[Position identification records]
- - - -
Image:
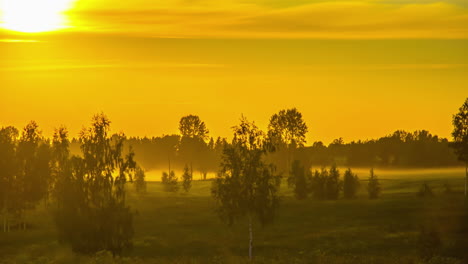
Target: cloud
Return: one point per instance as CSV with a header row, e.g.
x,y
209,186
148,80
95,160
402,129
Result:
x,y
235,19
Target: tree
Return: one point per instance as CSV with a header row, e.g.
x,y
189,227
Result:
x,y
8,171
460,137
373,186
192,127
350,184
246,185
139,181
169,181
33,157
93,215
425,191
287,130
318,184
288,127
298,179
333,184
187,178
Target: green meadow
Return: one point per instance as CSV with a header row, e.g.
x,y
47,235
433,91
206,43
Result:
x,y
184,227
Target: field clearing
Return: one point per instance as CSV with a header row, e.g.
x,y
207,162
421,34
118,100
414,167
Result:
x,y
184,228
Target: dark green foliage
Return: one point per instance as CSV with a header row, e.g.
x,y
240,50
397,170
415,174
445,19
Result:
x,y
187,179
429,243
288,128
92,214
139,180
460,137
373,186
33,157
460,132
319,184
9,187
333,184
246,185
299,179
350,184
425,191
448,188
192,127
169,181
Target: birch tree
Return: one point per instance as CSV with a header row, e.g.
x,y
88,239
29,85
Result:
x,y
246,187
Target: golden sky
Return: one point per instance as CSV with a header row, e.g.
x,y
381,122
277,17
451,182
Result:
x,y
355,69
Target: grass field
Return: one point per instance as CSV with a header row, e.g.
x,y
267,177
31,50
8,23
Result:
x,y
183,228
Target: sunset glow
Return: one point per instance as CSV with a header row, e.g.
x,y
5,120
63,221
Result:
x,y
33,16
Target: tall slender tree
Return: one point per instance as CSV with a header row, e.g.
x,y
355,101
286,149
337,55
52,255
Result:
x,y
94,215
460,137
191,126
8,171
299,179
287,130
350,184
246,185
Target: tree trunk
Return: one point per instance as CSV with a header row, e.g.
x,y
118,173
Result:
x,y
250,238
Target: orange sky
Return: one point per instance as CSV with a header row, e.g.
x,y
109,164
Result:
x,y
355,69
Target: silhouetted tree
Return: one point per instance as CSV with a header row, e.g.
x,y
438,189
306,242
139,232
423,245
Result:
x,y
333,184
373,186
246,185
187,178
94,215
139,181
319,184
169,181
299,180
192,127
287,130
350,184
9,187
460,137
33,157
425,191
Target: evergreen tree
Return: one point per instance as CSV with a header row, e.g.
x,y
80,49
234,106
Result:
x,y
298,179
187,178
139,180
246,185
333,184
350,184
373,186
169,181
92,215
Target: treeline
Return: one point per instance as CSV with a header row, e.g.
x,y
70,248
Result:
x,y
419,149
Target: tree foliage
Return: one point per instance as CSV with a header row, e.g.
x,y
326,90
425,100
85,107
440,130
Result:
x,y
92,214
333,184
460,132
169,181
299,179
350,184
139,180
373,186
246,185
187,178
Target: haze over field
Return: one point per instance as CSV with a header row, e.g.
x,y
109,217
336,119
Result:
x,y
234,131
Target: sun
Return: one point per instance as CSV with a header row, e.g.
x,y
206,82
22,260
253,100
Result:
x,y
33,16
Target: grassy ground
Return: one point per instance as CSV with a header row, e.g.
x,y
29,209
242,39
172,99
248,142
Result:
x,y
183,228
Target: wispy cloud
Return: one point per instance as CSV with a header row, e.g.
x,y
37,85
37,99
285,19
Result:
x,y
263,19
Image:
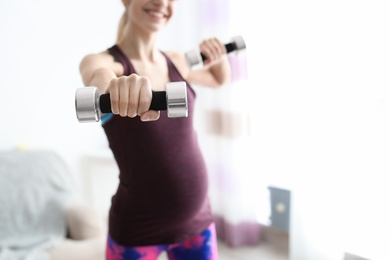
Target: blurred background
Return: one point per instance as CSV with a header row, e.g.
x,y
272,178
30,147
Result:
x,y
299,142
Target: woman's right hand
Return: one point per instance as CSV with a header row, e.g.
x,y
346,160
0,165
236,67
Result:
x,y
131,96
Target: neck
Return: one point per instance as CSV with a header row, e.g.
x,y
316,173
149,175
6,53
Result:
x,y
139,45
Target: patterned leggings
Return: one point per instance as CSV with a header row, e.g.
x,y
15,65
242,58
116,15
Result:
x,y
200,247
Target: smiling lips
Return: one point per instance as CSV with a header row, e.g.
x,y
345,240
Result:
x,y
156,14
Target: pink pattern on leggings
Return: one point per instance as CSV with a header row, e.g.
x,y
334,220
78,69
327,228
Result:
x,y
200,247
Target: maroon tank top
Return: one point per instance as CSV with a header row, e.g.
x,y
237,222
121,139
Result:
x,y
162,194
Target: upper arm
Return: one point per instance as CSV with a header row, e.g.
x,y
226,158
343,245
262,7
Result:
x,y
98,70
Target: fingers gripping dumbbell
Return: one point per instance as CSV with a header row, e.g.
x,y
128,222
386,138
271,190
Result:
x,y
90,105
195,58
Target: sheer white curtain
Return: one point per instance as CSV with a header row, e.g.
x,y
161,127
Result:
x,y
322,119
223,119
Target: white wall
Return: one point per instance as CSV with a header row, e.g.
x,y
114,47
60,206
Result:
x,y
42,43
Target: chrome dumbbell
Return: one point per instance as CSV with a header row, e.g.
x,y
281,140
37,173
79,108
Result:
x,y
90,105
195,58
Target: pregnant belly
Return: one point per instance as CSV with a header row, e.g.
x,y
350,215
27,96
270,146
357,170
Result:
x,y
171,193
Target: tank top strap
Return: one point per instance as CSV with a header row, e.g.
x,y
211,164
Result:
x,y
120,57
172,70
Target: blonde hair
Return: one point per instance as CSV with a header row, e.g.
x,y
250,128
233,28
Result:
x,y
121,26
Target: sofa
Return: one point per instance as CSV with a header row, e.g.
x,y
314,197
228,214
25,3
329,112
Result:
x,y
42,214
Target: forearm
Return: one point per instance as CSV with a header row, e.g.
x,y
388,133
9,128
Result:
x,y
100,78
221,71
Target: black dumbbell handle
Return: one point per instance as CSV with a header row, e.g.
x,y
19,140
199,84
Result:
x,y
230,47
159,101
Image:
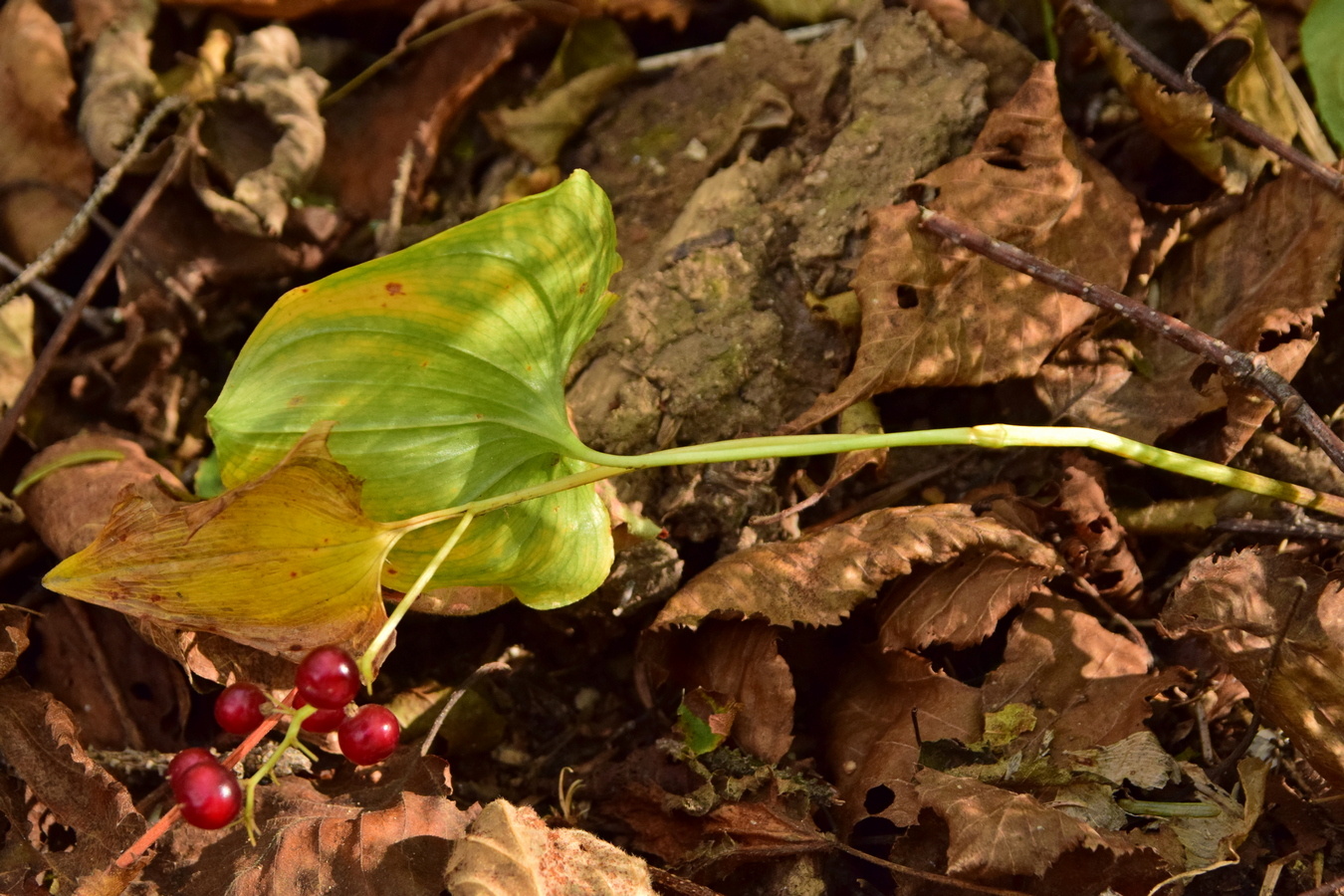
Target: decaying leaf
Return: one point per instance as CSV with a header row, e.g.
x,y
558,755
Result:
x,y
272,82
511,852
384,833
72,506
41,746
594,57
1090,685
820,577
740,660
281,563
411,105
1255,301
37,141
870,741
938,318
1278,623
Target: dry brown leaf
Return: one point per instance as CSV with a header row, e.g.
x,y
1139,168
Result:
x,y
736,658
70,506
1008,61
820,577
870,737
1242,606
940,318
388,833
14,637
995,831
37,142
411,105
511,852
41,746
1185,122
1254,281
959,602
1090,685
1095,549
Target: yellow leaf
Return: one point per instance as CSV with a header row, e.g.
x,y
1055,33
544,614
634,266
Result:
x,y
284,563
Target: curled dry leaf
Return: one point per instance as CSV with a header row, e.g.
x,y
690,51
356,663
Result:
x,y
943,318
37,141
387,834
736,658
820,577
272,82
511,852
41,746
411,105
1278,623
1255,301
244,564
870,739
1090,685
72,506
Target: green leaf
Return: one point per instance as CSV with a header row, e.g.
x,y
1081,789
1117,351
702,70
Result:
x,y
442,367
1323,34
280,563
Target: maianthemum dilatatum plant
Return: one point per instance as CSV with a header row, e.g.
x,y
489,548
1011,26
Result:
x,y
402,425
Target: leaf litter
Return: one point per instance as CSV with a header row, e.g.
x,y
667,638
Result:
x,y
945,662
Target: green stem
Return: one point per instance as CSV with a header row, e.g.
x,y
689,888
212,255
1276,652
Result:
x,y
375,646
994,435
291,739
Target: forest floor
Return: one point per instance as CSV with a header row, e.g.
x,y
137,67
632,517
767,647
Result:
x,y
911,670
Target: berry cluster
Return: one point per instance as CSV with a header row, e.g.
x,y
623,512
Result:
x,y
329,680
- - - -
AIM OF THE EXERCISE. Transcribe every one of the records above line for line, without changing a character, and leave the pictures out.

EXPECTED OUTPUT.
Image:
Target: cloud
Return: one point per instance as CSV with a header row, e.g.
x,y
209,186
148,80
95,160
402,129
Result:
x,y
235,19
Target: tree
Return: one point per instance as CSV with a header row, e.g.
x,y
189,227
Result:
x,y
8,171
460,137
373,186
192,127
350,184
246,185
139,181
169,181
33,157
93,215
425,191
287,130
318,184
288,127
298,179
333,184
187,178
Target: green meadow
Return: one point per instance as CSV with a header row, e.g.
x,y
47,235
433,91
206,43
Result:
x,y
184,227
Target: field clearing
Return: one point per instance as CSV with a header row, e.g.
x,y
207,162
421,34
118,100
414,167
Result:
x,y
184,228
Target: dark green foliage
Return: one point per instance as CSV with a header row, e.g.
x,y
240,50
397,170
415,174
445,19
Result:
x,y
187,179
429,243
288,128
92,214
139,180
460,137
373,186
33,157
460,132
319,184
9,187
333,184
246,185
299,179
350,184
425,191
448,188
192,127
169,181
Target: birch tree
Return: one point per instance as CSV with a header row, e.g.
x,y
88,239
29,85
Result:
x,y
246,187
Target: golden sky
Return: one point per instance as CSV with a header row, e.g.
x,y
381,122
277,17
451,182
Result:
x,y
355,69
Target: grass field
Return: one point per instance as CSV with a header row, e.g.
x,y
267,177
31,50
8,23
Result:
x,y
183,228
Target: sunset glow
Return: one point per instance as CSV with a header row, e.g.
x,y
5,120
63,221
Result:
x,y
33,16
Target: tall slender tree
Return: one point per instance as CSV with a header row, e.g.
x,y
355,101
286,149
337,55
52,255
Result:
x,y
94,215
460,137
191,126
8,171
299,179
287,130
350,184
246,185
Target: tree trunk
Return: one point per instance as CSV with a header row, e.g.
x,y
118,173
Result:
x,y
250,238
Target: orange sky
Return: one point per instance as CSV with a header row, e.g.
x,y
109,164
Result:
x,y
355,69
Target: silhouetted tree
Return: one point per instance as CSV with a header row, e.g.
x,y
438,189
306,242
139,232
423,245
Result:
x,y
333,184
373,186
246,185
187,178
94,215
139,181
319,184
169,181
299,180
192,127
287,130
350,184
9,187
460,137
33,157
425,191
Target: evergreen tree
Return: one point per instance as CSV with a header row, e.g.
x,y
80,49
234,106
Result:
x,y
298,179
187,178
139,180
246,185
333,184
350,184
373,186
169,181
92,215
Target: treeline
Return: one point per instance as CSV with a header row, e.g.
x,y
70,248
Result:
x,y
419,149
Target: tree foliage
Return: one point per instance as CSV with a header row, e.g.
x,y
326,90
425,100
85,107
440,130
Result:
x,y
92,214
333,184
460,132
169,181
299,179
350,184
139,180
373,186
246,185
187,178
Target: haze over field
Return: one point per instance as CSV with a header row, e.g.
x,y
109,217
336,119
Result:
x,y
234,131
Target: sun
Return: one point per instance as CSV with a header row, e.g.
x,y
206,82
22,260
253,100
Result:
x,y
33,16
Target: grassy ground
Return: one point per instance as CSV with a header row, e.g.
x,y
29,209
242,39
172,99
248,142
Result:
x,y
183,228
Target: wispy cloud
Return: one point per instance as CSV with a header row, e.g.
x,y
37,85
37,99
285,19
Result:
x,y
263,19
Image:
Target: blurred background
Return: one point per instance as CSV with a header row, e.g.
x,y
272,178
30,147
Result:
x,y
299,142
Target: woman's right hand
Return: one point per instance as CSV with a header row, e.g.
x,y
346,160
0,165
236,67
Result:
x,y
131,96
Target: neck
Return: one point per instance as CSV with a header row, e.g.
x,y
316,173
149,175
6,53
Result:
x,y
139,45
Target: patterned leggings
Return: one point per instance as CSV with a header row, e.g.
x,y
15,65
242,58
116,15
Result:
x,y
200,247
Target: smiling lips
Return: one point per instance as CSV with a header row, e.g.
x,y
345,240
Result:
x,y
156,14
Target: pink pattern on leggings
Return: one point per instance as CSV with a header row, e.g.
x,y
334,220
78,69
327,228
Result:
x,y
200,247
Target: maroon tank top
Return: one point per instance as CSV with a header row, e.g.
x,y
237,222
121,139
Result:
x,y
162,194
Target: upper arm
Return: one point per instance as CSV with a header row, e.g.
x,y
226,158
343,245
262,7
Result:
x,y
98,70
Target: fingers gripping dumbbell
Return: one point per instance as CSV with a header row, e.g.
x,y
128,222
386,138
271,190
Result:
x,y
90,105
195,58
Target: sheer white curtain
Return: one point per instance as CSV with a header row, e.g.
x,y
161,127
Result:
x,y
322,119
223,119
Target: white wall
Return: one point per instance as CSV with a header row, e.g.
x,y
114,47
60,206
Result:
x,y
42,43
Target: chrome dumbbell
Return: one point per instance as CSV with a header row, e.g.
x,y
281,140
37,173
79,108
Result:
x,y
90,105
195,58
Target: pregnant belly
Return: one point per instance as CSV with a header row, e.g.
x,y
350,215
27,96
270,146
357,170
Result:
x,y
171,193
Target: tank top strap
Return: one point per instance as CSV with a header row, e.g.
x,y
211,164
Result:
x,y
120,57
172,70
Target: blonde hair
Return: one point per instance as CSV with a header row, e.g.
x,y
250,128
233,28
Result:
x,y
121,26
Target: sofa
Return: one point per instance as CSV with a header row, e.g.
x,y
314,197
228,214
25,3
329,112
Result:
x,y
42,214
Target: forearm
Return: one point per instance as CSV with a header row, e.g.
x,y
388,133
9,128
Result:
x,y
100,78
221,71
Target: black dumbbell handle
Return: one point per instance as CSV with a header row, e.g.
x,y
19,140
199,84
Result:
x,y
230,47
159,101
Image:
Target: decaying leaf
Return: one point per instance as CSV with a header row, e.g.
x,y
558,755
Result:
x,y
272,82
511,852
384,833
72,506
41,746
594,57
1090,685
820,577
740,660
281,563
411,105
1255,301
37,141
870,741
938,318
1278,623
Target: dry brown leaf
Return: one point per instance as CSV with a header row, e.g.
x,y
1139,168
Result:
x,y
736,658
70,506
1008,61
820,577
870,737
1242,606
940,318
388,833
14,637
995,831
37,142
411,105
511,852
41,746
1185,122
1254,281
959,602
1090,685
1095,549
Target: yellow leaf
Return: one point per instance as CSV with a header row, e.g.
x,y
1055,33
544,614
634,266
Result:
x,y
284,563
Target: curled dry leaf
Return: one point per instance as CSV with a header row, e.g.
x,y
690,51
356,663
Result:
x,y
943,318
37,141
387,834
736,658
820,577
272,82
511,852
41,746
411,105
1278,623
1255,301
244,564
870,739
1090,685
72,506
Target: green leaf
Return: one point per instance as CSV with a header row, e.g.
x,y
1081,789
1117,351
702,70
Result:
x,y
442,367
1323,34
280,563
Target: maianthemum dilatatum plant
Return: one point per instance as CSV with a header row, e.g.
x,y
489,548
1011,26
Result:
x,y
402,425
Target: leaf litter
Return: one point per instance as CSV with a header row, e.g.
x,y
667,638
Result:
x,y
945,662
Target: green stem
Return: one point per instance as CSV with a header row, e.g.
x,y
689,888
212,255
1276,652
Result:
x,y
375,646
994,435
291,739
Target: forest floor
Return: one point per instance as CSV with a header row, e.g.
x,y
137,67
632,517
767,647
Result:
x,y
911,670
Target: berry cluster
Return: one point per instance as CSV with a header row, e.g.
x,y
623,512
Result:
x,y
329,680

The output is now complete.